» Listed records

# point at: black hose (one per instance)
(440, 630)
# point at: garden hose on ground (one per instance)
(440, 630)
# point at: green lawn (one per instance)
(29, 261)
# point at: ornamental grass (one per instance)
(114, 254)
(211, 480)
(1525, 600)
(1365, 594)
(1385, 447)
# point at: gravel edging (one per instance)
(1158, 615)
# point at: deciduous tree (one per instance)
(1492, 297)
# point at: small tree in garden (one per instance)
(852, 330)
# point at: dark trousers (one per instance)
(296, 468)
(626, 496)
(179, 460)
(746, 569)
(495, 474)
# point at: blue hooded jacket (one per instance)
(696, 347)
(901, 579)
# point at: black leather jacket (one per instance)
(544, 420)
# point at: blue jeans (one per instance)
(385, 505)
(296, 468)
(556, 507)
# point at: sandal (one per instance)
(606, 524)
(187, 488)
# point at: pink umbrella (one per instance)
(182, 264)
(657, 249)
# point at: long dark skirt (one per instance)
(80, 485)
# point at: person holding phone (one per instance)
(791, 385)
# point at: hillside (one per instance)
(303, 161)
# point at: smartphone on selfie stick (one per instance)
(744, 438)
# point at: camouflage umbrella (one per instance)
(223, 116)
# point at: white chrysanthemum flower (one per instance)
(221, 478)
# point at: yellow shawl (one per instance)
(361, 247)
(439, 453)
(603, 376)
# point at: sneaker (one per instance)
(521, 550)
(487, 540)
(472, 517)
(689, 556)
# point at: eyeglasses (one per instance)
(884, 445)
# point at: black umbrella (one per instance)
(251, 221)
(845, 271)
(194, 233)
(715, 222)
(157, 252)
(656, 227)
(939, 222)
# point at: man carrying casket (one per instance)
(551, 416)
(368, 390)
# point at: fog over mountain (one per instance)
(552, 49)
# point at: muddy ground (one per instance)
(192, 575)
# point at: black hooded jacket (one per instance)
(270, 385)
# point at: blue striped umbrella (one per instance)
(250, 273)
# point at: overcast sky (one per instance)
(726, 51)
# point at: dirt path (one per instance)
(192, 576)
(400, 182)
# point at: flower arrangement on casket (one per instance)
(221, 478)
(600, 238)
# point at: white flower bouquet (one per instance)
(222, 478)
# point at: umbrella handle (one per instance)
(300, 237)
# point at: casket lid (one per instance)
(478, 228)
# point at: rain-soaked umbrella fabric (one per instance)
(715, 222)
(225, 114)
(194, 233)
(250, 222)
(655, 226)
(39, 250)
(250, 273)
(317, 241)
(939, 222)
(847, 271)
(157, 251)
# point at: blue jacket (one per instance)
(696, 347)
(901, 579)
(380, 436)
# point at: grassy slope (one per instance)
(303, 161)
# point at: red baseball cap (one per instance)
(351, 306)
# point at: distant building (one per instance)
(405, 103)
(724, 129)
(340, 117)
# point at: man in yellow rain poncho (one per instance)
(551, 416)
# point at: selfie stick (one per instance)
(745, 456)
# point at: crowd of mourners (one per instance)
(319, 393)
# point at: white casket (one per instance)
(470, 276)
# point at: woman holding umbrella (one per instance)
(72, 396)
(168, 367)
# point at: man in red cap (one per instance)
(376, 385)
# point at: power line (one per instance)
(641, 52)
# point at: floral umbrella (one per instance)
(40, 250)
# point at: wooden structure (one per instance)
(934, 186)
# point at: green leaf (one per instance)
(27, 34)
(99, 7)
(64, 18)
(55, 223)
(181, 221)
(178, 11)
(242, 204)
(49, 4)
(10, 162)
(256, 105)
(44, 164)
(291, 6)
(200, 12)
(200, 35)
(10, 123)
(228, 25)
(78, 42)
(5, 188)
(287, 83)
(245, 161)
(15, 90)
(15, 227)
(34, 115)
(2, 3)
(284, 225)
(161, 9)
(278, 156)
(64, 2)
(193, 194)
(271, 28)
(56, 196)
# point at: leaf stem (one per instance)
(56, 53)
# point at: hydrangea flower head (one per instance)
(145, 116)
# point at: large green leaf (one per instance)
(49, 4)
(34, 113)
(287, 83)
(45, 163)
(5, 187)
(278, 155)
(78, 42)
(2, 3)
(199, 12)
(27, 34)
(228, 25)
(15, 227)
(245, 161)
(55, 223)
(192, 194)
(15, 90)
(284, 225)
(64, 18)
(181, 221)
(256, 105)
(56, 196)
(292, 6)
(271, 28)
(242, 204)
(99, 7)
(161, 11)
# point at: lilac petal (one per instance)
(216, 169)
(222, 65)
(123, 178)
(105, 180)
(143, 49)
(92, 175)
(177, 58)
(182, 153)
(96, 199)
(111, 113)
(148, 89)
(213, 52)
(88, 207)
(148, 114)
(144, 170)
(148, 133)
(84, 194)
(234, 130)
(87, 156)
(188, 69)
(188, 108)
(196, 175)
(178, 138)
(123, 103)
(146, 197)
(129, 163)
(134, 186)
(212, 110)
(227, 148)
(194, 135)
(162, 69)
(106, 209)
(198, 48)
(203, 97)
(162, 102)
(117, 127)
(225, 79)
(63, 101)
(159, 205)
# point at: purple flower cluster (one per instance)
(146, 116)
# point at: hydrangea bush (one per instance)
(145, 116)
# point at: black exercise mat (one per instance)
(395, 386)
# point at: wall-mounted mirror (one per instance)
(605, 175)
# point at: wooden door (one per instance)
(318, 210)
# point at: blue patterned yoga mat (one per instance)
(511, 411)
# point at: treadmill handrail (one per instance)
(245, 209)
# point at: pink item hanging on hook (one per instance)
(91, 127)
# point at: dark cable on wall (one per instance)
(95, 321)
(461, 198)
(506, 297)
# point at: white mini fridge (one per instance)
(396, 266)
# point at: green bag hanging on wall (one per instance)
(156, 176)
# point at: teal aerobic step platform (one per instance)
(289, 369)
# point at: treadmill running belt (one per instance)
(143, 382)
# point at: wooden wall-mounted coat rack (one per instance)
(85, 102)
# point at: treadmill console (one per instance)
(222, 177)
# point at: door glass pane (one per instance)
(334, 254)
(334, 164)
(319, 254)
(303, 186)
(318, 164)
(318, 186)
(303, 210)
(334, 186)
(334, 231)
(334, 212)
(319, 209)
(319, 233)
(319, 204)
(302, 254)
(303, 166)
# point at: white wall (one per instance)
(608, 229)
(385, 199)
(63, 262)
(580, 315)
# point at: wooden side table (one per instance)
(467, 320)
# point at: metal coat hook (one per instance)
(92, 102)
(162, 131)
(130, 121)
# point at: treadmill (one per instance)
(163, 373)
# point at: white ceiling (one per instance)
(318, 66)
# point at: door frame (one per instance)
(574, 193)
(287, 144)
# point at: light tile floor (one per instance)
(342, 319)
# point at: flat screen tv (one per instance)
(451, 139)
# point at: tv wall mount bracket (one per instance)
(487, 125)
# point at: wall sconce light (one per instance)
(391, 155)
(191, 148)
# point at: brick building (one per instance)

» Problem details
Find "# point at: treadmill (one per instance)" in the data above, then repeat that line and all lines after it exactly, ending with the final line.

» Answer to this task
# point at: treadmill (one per instance)
(163, 373)
# point at: white ceiling (one per instance)
(318, 66)
# point at: door frame (one per instance)
(574, 193)
(287, 144)
# point at: light tile floor (one per instance)
(342, 319)
# point at: flat screen tv (one per instance)
(451, 139)
# point at: tv wall mount bracket (one per instance)
(487, 125)
# point at: wall sconce light (one per instance)
(391, 155)
(191, 148)
# point at: brick building (one per instance)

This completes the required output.